* Given exercise *
Can you filter the records and copy out every line that contains the string "large"? Case counts when matching.

■ ■ ■

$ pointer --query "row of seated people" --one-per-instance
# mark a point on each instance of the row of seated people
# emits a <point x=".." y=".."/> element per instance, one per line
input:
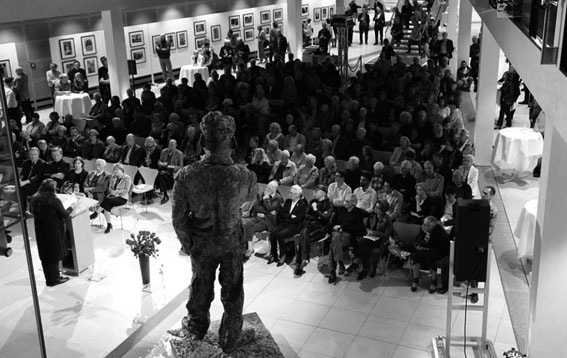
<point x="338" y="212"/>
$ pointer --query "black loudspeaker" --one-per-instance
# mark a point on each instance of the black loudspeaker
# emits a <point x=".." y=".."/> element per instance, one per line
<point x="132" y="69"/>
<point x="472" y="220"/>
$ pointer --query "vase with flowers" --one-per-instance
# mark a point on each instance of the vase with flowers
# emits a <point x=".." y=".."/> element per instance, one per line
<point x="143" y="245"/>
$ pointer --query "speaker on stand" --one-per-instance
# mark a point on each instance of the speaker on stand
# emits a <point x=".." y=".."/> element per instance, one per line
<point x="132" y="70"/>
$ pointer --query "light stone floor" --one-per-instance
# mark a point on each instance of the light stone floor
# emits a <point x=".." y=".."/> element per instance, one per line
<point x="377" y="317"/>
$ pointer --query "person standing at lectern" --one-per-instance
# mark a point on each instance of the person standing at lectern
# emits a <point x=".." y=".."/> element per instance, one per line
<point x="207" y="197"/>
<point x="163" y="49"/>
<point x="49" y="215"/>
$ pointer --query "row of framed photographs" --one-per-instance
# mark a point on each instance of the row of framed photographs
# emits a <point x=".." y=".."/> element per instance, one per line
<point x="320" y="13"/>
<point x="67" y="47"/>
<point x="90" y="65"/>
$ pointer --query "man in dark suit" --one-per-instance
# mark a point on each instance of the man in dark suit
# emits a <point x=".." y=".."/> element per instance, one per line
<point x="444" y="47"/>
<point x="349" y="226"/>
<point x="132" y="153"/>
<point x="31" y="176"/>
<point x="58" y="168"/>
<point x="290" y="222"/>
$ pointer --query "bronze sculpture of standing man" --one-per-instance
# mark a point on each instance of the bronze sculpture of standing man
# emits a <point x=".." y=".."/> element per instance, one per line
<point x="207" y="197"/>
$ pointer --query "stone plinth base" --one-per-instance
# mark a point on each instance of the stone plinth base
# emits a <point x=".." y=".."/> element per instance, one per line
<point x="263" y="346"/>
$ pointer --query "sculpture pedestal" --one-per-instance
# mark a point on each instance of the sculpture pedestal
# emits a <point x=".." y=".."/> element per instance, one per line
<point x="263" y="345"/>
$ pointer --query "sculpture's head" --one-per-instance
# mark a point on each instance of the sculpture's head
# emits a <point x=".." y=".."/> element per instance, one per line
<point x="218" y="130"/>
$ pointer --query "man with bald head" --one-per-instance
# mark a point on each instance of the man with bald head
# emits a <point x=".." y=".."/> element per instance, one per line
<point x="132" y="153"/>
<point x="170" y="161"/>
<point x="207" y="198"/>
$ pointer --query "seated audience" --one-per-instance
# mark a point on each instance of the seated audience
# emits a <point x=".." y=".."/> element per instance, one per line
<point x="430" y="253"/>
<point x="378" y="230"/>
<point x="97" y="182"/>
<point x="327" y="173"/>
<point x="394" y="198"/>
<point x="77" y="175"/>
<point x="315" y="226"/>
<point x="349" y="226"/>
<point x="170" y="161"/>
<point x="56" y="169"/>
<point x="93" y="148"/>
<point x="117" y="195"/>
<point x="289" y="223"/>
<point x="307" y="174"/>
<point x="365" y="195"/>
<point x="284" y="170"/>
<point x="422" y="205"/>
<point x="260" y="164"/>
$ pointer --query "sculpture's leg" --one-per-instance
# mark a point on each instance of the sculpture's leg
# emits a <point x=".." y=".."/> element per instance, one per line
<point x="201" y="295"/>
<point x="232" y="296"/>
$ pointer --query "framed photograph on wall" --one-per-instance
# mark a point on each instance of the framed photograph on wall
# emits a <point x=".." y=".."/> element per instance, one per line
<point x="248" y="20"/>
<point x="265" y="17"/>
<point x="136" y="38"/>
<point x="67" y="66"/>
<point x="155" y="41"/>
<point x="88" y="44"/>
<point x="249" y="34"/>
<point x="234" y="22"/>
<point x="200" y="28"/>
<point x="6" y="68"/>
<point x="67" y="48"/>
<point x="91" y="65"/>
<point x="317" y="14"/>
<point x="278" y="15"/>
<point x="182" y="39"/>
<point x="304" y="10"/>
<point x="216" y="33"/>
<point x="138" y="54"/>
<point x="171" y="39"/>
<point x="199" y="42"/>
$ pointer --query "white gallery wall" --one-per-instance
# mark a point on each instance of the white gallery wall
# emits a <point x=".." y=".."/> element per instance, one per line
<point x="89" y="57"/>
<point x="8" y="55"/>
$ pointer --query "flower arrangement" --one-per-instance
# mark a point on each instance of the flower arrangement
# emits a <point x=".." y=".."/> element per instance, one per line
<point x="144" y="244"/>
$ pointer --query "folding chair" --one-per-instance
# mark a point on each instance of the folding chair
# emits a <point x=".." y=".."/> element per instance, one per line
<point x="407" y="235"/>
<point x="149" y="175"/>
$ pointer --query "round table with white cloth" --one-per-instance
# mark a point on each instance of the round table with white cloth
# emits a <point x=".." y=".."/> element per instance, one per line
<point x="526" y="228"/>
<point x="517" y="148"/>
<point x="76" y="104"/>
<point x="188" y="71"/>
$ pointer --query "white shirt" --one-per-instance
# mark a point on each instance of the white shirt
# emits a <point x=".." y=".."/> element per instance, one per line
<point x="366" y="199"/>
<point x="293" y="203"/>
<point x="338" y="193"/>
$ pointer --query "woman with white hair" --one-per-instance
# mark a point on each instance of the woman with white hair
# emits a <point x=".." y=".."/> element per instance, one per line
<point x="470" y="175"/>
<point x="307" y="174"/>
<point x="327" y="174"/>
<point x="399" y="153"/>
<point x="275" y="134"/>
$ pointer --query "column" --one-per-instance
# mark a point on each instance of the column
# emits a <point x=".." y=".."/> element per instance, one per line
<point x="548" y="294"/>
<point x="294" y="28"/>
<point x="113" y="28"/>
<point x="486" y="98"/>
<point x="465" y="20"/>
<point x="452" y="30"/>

■ ■ ■

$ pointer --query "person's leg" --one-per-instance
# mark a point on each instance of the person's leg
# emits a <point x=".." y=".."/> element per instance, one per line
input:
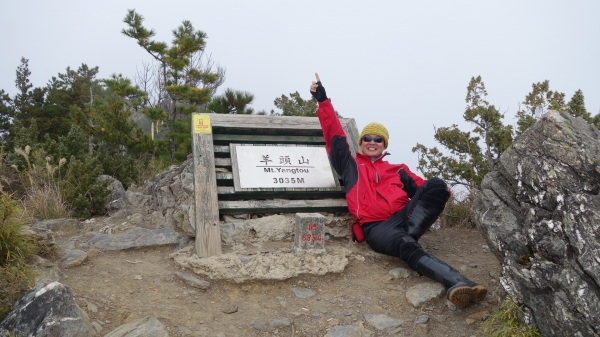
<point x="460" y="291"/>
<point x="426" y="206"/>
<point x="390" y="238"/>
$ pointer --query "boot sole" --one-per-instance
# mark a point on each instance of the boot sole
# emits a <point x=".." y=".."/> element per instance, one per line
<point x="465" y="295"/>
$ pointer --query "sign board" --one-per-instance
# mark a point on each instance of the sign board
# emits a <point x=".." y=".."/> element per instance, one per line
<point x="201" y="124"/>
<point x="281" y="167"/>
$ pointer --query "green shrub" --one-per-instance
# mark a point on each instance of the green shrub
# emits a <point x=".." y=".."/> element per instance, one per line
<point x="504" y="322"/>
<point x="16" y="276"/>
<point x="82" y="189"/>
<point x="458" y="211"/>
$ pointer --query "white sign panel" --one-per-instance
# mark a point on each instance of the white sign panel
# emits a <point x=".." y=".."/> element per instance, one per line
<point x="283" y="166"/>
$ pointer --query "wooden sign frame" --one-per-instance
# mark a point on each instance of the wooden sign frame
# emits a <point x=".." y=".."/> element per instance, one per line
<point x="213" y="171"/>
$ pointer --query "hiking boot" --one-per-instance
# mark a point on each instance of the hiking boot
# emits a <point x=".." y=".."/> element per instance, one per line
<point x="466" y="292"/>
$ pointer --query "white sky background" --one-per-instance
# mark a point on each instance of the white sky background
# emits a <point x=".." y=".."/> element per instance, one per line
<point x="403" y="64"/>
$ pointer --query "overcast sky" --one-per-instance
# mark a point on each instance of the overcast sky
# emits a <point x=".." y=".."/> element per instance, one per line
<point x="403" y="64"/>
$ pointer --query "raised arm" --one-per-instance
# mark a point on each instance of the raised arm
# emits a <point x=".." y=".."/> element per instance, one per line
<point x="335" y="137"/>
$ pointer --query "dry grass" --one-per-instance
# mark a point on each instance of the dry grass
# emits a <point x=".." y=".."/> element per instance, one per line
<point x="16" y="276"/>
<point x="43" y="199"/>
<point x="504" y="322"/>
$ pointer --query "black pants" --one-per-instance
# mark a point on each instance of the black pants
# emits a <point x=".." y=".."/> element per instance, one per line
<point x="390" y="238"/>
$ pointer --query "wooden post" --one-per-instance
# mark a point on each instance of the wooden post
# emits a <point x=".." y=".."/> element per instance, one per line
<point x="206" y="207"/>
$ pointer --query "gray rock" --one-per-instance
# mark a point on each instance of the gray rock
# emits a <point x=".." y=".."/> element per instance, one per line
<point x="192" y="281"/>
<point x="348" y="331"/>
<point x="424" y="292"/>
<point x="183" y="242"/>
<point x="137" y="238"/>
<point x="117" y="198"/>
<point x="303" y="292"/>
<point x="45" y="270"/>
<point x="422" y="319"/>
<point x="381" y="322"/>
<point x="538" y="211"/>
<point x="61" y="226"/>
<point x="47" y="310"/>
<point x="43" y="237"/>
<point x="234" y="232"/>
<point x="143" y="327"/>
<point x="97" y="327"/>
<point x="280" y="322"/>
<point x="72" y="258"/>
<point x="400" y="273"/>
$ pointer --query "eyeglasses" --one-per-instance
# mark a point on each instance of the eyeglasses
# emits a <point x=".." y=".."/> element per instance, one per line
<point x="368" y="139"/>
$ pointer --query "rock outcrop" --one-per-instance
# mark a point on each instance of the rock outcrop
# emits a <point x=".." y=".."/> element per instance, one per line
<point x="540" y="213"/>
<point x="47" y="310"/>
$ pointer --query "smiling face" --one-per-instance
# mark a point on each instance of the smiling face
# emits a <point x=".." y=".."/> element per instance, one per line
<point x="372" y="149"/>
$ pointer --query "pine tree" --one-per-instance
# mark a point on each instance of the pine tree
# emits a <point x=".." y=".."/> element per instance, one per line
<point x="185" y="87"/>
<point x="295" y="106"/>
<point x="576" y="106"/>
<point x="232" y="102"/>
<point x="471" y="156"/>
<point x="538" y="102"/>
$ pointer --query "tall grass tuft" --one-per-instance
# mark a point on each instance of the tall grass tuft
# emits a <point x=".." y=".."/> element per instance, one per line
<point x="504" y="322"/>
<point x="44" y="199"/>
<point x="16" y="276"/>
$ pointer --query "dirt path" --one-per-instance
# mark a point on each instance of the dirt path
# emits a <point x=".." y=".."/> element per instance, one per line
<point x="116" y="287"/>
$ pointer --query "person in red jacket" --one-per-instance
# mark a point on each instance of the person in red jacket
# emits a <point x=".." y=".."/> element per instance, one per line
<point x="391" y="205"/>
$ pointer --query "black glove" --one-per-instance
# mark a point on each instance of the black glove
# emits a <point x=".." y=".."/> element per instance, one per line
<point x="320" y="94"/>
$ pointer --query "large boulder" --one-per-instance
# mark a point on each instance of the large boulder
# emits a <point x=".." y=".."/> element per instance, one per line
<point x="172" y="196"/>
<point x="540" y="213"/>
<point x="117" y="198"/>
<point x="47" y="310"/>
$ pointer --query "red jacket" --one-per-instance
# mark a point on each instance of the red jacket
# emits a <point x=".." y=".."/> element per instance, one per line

■ ■ ■

* Correct answer *
$ pointer --query "large boulder" --one-per-instance
# mark a point on each instance of the large boulder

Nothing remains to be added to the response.